WORK TO DO: Any pictures in the records below should be skipped; write out everything else exactly.

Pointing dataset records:
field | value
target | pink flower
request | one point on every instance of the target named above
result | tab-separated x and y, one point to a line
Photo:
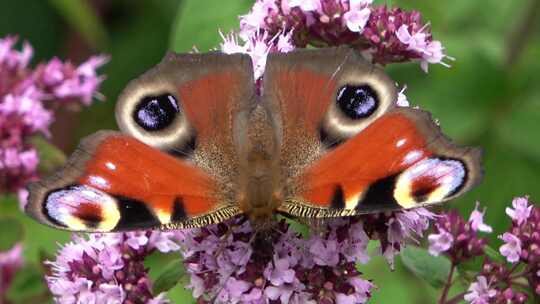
279	272
440	242
356	19
11	261
305	5
100	268
479	292
257	46
24	94
282	266
325	252
521	211
512	247
477	220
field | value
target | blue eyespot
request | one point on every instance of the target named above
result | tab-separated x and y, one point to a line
357	101
154	113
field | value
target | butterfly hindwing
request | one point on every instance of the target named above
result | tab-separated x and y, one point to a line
400	161
176	162
346	149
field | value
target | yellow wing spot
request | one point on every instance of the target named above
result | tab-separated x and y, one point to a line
352	201
163	216
402	193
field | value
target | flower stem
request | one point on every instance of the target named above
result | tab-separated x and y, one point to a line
456	298
448	284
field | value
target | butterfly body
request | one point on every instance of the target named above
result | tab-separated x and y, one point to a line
199	145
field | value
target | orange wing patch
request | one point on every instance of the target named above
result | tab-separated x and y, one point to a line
391	164
126	185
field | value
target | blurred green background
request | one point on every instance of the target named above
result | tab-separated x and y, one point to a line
489	98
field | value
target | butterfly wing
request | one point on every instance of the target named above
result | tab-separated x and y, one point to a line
346	149
174	166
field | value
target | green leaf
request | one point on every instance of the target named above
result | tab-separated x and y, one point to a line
50	157
170	276
81	15
432	269
28	282
197	23
13	232
519	125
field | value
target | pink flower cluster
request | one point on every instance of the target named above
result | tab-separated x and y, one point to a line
11	261
233	263
458	238
383	35
26	98
108	268
499	283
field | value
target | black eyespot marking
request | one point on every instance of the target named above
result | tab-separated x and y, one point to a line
134	214
380	196
357	101
154	113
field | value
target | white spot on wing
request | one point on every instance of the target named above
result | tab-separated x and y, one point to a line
110	165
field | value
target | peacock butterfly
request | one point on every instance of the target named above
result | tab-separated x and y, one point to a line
199	145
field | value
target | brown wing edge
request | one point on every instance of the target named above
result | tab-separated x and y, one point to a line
63	177
442	147
73	169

WRITTEN SOLUTION:
field | value
target | pink flower
request | one point on every instance of the target named above
result | tab-separated x and y, one point to a line
Photo:
279	272
440	242
356	19
11	261
305	5
100	268
479	292
257	46
24	94
282	266
325	252
521	211
512	247
477	220
field | value
target | blue eyespot
request | one point on every instance of the target named above
result | tab-separated x and y, one point to a line
357	101
154	113
field | value
target | butterfly hindwing
request | one point on every instance of the target named above
result | tab-separated x and y, one point to a line
400	161
176	162
346	149
field | value
target | yellow wing spot
request | one point on every instance of the target named above
result | tab-separated x and y, one point to a line
352	201
163	216
402	193
field | value
target | flower stem
request | one point on every instance of the target named above
result | tab-separated x and y, one point to a line
456	298
448	284
field | value
target | butterfly body
request | one point on every instance of the target named above
result | tab-separated x and y, one point to a line
199	145
field | value
target | orange wing patch
request | one point on every instance of the target named above
result | tab-separated x and y, one point to a line
391	164
126	185
field | value
target | blurred green background
request | one point on every instance of the target named above
result | tab-separated x and y, one point to a line
489	98
field | value
target | butterfly wing
request | one point on every instance of the target named above
result | tab-separated x and y, one point to a line
346	149
174	166
field | value
target | green leaf
request | one point on every instance of the target named above
result | tab-separated x and y, one point to a line
50	157
170	276
81	15
432	269
28	282
197	23
13	232
519	125
field | value
target | pink flower cluster
request | one point on every instance of the target named above
result | tab-separated x and y, one point to a line
11	261
233	263
458	238
383	35
26	98
108	268
499	283
field | value
target | black eyespot marking
request | one point on every instance of the target named above
result | tab-separated x and y, one point to a line
134	214
380	196
357	101
154	113
field | value
target | white spot on wing
request | one point on every instance of the target named above
result | tab-separated x and y, one point to a line
110	165
field | value
target | peacock butterfly
request | one point on every instance of the target named above
result | tab-separated x and y, one point to a line
199	145
field | value
target | brown wing edge
request | one point on every instance of the target named above
result | tab-separated x and y, one point to a line
63	177
442	147
73	169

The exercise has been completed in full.